(Phrase grounding data)

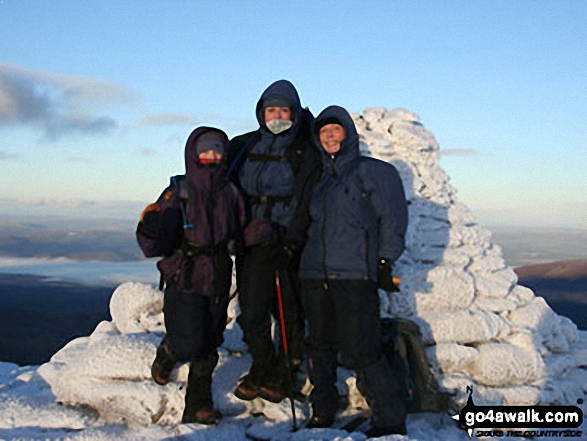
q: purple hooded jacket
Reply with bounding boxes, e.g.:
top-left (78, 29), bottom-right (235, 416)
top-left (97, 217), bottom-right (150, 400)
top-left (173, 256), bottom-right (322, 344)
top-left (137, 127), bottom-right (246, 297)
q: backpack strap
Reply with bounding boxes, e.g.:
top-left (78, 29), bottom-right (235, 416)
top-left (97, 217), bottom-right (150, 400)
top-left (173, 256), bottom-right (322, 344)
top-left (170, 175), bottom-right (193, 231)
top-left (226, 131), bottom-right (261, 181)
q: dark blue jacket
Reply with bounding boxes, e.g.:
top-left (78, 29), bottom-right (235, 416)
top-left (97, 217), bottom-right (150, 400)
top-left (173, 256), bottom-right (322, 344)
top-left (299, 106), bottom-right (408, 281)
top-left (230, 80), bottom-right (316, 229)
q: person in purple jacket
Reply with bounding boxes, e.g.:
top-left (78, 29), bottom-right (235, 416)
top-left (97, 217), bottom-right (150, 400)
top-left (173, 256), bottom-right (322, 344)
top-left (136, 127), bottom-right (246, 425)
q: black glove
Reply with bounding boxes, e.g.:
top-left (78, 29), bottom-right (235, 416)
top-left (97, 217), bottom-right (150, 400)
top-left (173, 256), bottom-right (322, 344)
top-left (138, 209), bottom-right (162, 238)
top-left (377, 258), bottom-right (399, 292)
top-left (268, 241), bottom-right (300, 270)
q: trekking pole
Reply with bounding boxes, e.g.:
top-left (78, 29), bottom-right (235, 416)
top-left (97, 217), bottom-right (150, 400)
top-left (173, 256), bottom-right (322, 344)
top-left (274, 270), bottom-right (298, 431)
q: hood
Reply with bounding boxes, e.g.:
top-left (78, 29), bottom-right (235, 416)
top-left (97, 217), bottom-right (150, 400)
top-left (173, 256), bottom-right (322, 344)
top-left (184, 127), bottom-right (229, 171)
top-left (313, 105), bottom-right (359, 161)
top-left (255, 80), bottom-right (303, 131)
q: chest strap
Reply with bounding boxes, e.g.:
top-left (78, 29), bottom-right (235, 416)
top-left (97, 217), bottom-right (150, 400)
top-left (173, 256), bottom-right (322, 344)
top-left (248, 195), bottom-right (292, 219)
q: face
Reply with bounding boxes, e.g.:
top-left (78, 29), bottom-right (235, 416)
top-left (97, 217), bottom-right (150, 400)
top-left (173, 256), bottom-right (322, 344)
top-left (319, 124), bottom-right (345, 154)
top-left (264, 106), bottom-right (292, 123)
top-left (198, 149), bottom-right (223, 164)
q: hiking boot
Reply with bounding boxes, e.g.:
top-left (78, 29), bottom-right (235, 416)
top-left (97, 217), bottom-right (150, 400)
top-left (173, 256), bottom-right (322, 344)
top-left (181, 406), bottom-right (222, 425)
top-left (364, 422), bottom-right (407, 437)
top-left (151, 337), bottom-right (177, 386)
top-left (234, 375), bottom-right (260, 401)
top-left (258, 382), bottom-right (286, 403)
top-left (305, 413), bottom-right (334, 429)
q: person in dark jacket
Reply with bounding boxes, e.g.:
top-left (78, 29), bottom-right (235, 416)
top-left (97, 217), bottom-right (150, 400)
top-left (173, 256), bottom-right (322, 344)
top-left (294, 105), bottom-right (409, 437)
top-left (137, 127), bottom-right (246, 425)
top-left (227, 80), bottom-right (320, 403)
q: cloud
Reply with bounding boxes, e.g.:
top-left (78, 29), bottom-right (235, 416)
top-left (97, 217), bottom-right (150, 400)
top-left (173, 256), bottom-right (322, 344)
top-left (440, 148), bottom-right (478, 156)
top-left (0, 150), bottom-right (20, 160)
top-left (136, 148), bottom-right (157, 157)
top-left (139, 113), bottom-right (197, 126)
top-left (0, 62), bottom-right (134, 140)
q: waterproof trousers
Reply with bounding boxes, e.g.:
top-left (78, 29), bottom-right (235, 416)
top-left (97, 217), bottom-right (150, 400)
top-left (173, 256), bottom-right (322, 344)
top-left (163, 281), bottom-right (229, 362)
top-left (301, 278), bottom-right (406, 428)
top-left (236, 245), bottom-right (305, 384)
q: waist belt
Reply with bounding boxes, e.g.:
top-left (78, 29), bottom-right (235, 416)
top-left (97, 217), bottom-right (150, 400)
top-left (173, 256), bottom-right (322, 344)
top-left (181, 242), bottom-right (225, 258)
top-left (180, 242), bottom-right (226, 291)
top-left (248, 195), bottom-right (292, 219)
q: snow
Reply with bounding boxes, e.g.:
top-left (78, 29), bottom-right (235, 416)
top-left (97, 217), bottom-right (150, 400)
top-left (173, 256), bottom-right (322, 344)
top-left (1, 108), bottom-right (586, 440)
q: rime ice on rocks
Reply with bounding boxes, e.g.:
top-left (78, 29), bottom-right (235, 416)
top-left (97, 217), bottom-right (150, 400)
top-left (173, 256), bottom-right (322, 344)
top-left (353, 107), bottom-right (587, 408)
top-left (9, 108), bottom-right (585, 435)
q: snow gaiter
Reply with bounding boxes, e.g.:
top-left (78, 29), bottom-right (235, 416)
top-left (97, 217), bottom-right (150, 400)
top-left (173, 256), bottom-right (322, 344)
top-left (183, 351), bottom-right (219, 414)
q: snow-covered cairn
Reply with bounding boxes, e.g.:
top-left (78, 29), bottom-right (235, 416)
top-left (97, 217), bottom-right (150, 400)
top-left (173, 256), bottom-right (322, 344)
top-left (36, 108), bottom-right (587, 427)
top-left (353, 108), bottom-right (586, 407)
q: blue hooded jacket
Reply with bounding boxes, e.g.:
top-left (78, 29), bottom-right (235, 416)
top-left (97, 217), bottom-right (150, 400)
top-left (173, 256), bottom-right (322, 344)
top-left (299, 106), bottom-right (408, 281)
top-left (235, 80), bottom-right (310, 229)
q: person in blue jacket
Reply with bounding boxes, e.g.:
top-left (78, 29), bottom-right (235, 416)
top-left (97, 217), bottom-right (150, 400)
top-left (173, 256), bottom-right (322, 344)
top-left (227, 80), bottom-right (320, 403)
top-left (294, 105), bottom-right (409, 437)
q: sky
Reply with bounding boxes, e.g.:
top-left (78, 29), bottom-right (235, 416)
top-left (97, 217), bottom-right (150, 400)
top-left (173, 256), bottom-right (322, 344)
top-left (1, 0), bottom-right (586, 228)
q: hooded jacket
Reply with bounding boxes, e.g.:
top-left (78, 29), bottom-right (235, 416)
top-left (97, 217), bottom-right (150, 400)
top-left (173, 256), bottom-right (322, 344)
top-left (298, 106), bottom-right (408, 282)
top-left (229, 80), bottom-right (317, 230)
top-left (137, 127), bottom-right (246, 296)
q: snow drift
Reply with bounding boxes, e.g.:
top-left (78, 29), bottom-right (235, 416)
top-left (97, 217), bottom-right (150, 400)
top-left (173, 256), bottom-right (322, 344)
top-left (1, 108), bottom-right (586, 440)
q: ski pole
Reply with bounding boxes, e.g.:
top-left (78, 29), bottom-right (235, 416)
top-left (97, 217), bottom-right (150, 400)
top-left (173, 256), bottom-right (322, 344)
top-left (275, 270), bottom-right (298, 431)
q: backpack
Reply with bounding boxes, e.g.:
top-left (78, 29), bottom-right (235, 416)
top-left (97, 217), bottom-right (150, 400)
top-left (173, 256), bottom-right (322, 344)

== Exercise prompt ==
Please find each line in the records above that holds the word "person", and copy it.

== Exercise result ==
q: person in purple jacket
q: person in dark jacket
q: person in blue jacket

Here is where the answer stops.